# The problem:
Which lines of the records contain the string "ymin"? Return each of them in full.

# Dataset content:
____
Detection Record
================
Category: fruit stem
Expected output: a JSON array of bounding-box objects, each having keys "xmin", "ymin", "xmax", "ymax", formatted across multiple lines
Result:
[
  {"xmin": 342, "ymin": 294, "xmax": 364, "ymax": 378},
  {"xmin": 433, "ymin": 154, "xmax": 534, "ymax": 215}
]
____
# Expected answer:
Expected output: a JSON array of bounding-box objects, each having keys "xmin", "ymin", "xmax", "ymax", formatted across multiple lines
  {"xmin": 342, "ymin": 294, "xmax": 364, "ymax": 378},
  {"xmin": 433, "ymin": 154, "xmax": 534, "ymax": 215}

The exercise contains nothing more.